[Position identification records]
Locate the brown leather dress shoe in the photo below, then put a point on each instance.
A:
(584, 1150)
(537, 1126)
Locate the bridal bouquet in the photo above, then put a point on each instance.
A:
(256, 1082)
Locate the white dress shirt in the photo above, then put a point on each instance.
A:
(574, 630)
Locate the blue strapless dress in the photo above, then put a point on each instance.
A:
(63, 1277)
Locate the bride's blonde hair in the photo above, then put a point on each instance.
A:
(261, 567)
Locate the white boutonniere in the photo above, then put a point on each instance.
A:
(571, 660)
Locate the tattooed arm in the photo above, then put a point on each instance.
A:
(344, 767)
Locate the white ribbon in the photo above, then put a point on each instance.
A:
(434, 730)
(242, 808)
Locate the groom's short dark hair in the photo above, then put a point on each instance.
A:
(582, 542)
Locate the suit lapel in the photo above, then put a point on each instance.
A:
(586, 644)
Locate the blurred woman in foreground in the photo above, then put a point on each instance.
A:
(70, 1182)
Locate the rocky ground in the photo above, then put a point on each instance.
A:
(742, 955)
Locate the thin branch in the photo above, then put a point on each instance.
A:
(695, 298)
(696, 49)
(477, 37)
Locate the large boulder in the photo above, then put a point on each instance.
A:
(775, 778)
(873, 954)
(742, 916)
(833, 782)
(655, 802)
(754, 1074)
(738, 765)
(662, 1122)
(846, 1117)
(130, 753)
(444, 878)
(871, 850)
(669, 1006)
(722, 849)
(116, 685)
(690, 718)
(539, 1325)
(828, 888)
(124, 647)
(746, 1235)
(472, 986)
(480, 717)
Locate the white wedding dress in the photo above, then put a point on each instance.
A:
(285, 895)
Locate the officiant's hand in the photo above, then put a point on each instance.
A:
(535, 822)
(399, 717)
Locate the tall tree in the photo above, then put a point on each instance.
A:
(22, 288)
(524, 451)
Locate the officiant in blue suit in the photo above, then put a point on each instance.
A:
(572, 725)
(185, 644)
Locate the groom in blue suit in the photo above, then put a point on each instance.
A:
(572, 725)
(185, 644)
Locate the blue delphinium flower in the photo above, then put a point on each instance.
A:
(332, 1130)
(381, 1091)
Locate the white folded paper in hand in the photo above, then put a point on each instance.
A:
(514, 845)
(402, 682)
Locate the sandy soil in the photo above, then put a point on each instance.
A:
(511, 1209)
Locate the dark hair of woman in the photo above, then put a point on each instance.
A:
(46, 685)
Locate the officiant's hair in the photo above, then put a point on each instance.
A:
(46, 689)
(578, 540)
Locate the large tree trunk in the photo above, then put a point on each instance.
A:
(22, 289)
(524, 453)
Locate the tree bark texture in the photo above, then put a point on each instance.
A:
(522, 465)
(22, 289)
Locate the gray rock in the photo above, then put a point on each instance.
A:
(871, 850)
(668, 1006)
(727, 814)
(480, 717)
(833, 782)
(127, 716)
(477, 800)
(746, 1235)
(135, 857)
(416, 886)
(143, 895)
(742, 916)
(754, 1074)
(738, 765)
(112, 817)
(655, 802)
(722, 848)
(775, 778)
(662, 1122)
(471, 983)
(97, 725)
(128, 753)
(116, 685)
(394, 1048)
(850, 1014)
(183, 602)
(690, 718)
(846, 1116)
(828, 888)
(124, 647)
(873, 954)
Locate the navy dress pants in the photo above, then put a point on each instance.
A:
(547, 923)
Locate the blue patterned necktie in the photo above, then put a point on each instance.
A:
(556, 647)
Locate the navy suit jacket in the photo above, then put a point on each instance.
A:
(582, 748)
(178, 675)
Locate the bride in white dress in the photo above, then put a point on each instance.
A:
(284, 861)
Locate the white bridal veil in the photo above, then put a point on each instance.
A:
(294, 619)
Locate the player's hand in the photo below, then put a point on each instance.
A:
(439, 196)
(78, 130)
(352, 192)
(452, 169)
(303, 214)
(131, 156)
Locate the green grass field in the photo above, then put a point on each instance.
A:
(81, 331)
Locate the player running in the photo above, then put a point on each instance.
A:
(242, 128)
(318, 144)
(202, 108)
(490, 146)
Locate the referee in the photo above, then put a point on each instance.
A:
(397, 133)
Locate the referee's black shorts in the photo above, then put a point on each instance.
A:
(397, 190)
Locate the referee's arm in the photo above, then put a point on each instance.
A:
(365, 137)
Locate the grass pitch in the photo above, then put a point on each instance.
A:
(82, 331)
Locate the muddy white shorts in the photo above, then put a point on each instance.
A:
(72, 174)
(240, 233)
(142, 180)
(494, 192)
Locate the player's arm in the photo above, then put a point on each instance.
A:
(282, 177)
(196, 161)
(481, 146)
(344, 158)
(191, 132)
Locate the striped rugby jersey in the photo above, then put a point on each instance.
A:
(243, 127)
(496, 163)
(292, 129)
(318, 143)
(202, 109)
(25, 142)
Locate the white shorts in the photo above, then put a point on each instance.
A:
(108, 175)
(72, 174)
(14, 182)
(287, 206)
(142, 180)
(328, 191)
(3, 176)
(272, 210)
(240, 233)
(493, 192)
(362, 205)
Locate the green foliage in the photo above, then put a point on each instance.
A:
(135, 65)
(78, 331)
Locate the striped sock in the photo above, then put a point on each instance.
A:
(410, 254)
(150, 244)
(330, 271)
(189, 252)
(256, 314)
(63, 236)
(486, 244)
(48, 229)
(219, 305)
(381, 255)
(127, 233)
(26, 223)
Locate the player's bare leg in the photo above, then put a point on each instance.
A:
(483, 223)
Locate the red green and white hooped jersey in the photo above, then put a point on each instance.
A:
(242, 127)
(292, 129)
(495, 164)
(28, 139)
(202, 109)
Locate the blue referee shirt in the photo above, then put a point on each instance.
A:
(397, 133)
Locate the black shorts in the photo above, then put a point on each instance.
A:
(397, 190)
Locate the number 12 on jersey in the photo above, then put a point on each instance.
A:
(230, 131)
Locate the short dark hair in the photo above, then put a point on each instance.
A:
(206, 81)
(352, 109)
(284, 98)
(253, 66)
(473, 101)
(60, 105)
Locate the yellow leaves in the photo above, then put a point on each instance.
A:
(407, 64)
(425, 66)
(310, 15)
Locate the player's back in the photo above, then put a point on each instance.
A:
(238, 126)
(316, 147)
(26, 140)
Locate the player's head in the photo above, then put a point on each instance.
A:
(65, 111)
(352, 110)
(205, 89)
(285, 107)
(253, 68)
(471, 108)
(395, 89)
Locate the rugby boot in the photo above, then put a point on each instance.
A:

Written problem: Repeat the data above exactly.

Finished task:
Locate the brown leather dress shoe in the photo below, then put a point on each instance.
A:
(584, 1150)
(537, 1126)
Locate the bridal bouquet in the photo above, then put a point on each instance.
A:
(256, 1082)
Locate the white dress shirt in the photo above, then put a point on each instance.
A:
(574, 630)
Locate the blue strapless dress in the photo above, then put a point on each instance.
A:
(63, 1277)
Locate the bride's blonde hair in the photo above, then put a point on each instance.
A:
(261, 567)
Locate the white boutonniere in the photo above, then put a point on each instance.
A:
(571, 660)
Locate the tattooed arm in the photo above, then put a point on each instance.
A:
(344, 767)
Locate the white ribbon in the photo above, then put a point on each instance.
A:
(434, 730)
(242, 808)
Locate the groom's short dark hair in the photo above, then put a point on each instance.
A:
(582, 542)
Locate the suit lapel in the photo above, then put a point on each instance.
A:
(586, 644)
Locate the blurred woman in foreground in the photo above, then put a point on each instance.
A:
(70, 1182)
Locate the rocky ground in the photo above, then put a point on each instance.
A:
(742, 955)
Locate the thin branch in the photo above, then put a point on each instance.
A:
(695, 298)
(696, 49)
(477, 37)
Locate the large boulder in the photo above, then put a point on each instance.
A:
(775, 778)
(873, 954)
(742, 916)
(833, 782)
(655, 802)
(754, 1074)
(738, 765)
(662, 1122)
(846, 1117)
(130, 753)
(444, 878)
(871, 850)
(669, 1006)
(722, 849)
(116, 685)
(690, 718)
(539, 1325)
(828, 888)
(124, 647)
(746, 1235)
(472, 986)
(480, 717)
Locate the white wedding dress in the photo above, then put a point on each instance.
A:
(285, 895)
Locate the officiant's hand in the photo above, then put a point on each instance.
A:
(535, 822)
(399, 717)
Locate the tall tree in the photo above, then put a point on each instance.
A:
(22, 288)
(524, 451)
Locate the officiant in blue suit in the photo above, then put a point on each instance.
A:
(572, 725)
(185, 644)
Locate the groom in blue suit in the photo above, then put a point on each instance.
A:
(572, 725)
(185, 644)
Locate the blue delphinium flower in the photo above, then put a point on each instance.
A:
(332, 1130)
(381, 1091)
Locate the white folded paper in hand in the photo above, then put a point on each instance.
A:
(514, 845)
(402, 682)
Locate the sandy soil in the photo above, then put a point on each instance.
A:
(511, 1209)
Locate the dark hair of woman in the photo above, then put a point on each instance.
A:
(46, 685)
Locate the officiant's hair in the photo above, then put a point on each instance.
A:
(46, 689)
(578, 540)
Locate the large tree trunk in the photo above, then put a point on each instance.
A:
(22, 289)
(524, 453)
Locate the tree bark texture in the photo above, then put a point on each instance.
A:
(522, 465)
(22, 289)
Locate the gray rock in the photo above, then put a point on each instance.
A:
(871, 850)
(668, 1006)
(727, 814)
(480, 717)
(833, 782)
(127, 716)
(477, 800)
(746, 1235)
(135, 857)
(416, 886)
(143, 895)
(742, 916)
(754, 1074)
(738, 765)
(112, 817)
(655, 802)
(722, 848)
(775, 778)
(662, 1122)
(471, 983)
(97, 725)
(128, 753)
(116, 685)
(394, 1048)
(850, 1014)
(183, 602)
(690, 718)
(846, 1116)
(828, 888)
(124, 647)
(873, 954)
Locate the navy dress pants in the photo above, then put a point on each instance.
A:
(547, 923)
Locate the blue patterned necktie in the photo above, then put a point on each instance.
A:
(556, 647)
Locate the navy suit jacket in the photo above, then put a point on each instance.
A:
(582, 748)
(178, 675)
Locate the bride in white dress in the photo above, then put a point on each instance.
A:
(284, 861)
Locate the white bridal veil in the photo above, then put a point on each instance.
A:
(294, 619)
Locate the player's hand in the photo below, then put a point on each instance.
A:
(439, 196)
(78, 130)
(352, 192)
(452, 169)
(303, 214)
(131, 156)
Locate the green grass field in the photo above, then put a point on each instance.
A:
(81, 331)
Locate the player running in the photo above, then put a point on each instance.
A:
(242, 128)
(318, 144)
(202, 108)
(490, 146)
Locate the referee in the photo above, then put a point on each instance.
A:
(397, 133)
Locate the referee's black shorts in the photo above, then put a point on each instance.
A:
(397, 190)
Locate the referee's arm in the photo above, then put a point on each instance.
A:
(365, 137)
Locate the grass pitch in the photo above, then put a point on each instance.
A:
(82, 331)
Locate the muddy white shorts in the photo above, then put a point on each instance.
A:
(72, 174)
(240, 233)
(142, 180)
(494, 192)
Locate the player's arm in the photo above, then put a point on each instance.
A:
(282, 177)
(196, 161)
(481, 146)
(344, 158)
(191, 132)
Locate the striped rugby jersey in the photo above, then put a point on each instance.
A:
(243, 127)
(496, 163)
(292, 129)
(318, 143)
(202, 109)
(25, 142)
Locate the white shorts in the photo above, then put a point on each instance.
A:
(108, 175)
(72, 174)
(14, 182)
(287, 206)
(142, 180)
(328, 191)
(3, 176)
(272, 210)
(240, 233)
(493, 192)
(362, 205)
Locate the green foliage in the photo above, then put a point on each instance.
A:
(135, 65)
(78, 331)
Locate the striped sock in the photo above, then put a point on each instance.
A:
(410, 254)
(150, 244)
(330, 271)
(189, 252)
(256, 314)
(63, 236)
(486, 244)
(48, 229)
(219, 305)
(381, 255)
(127, 233)
(26, 223)
Locate the player's bare leg in the photo above, then put a point on each instance.
A:
(483, 223)
Locate the red green and white hooped jersey in the photo above, then put a point on each instance.
A:
(242, 127)
(292, 129)
(495, 164)
(28, 139)
(202, 109)
Locate the blue referee shirt in the photo above, then put a point on each instance.
A:
(397, 133)
Locate the black shorts in the photo above, then put a point on each instance.
A:
(397, 190)
Locate the number 12 on jersey in the photo above, then put a point on each instance.
A:
(230, 131)
Locate the short dark hair in the photo above, then put a point on each instance.
A:
(206, 81)
(352, 109)
(284, 98)
(253, 66)
(473, 101)
(60, 105)
Locate the yellow leaves in the photo above, then put a point on each instance.
A:
(407, 64)
(425, 66)
(310, 15)
Locate the player's back in the photo above, then put a point on each instance.
A:
(238, 126)
(316, 147)
(26, 140)
Locate the player's head in the photo above, then put a point on each instance.
A:
(65, 111)
(352, 110)
(205, 89)
(285, 107)
(253, 68)
(471, 108)
(395, 89)
Locate the rugby boot in the photo above, then put a point on each instance.
A:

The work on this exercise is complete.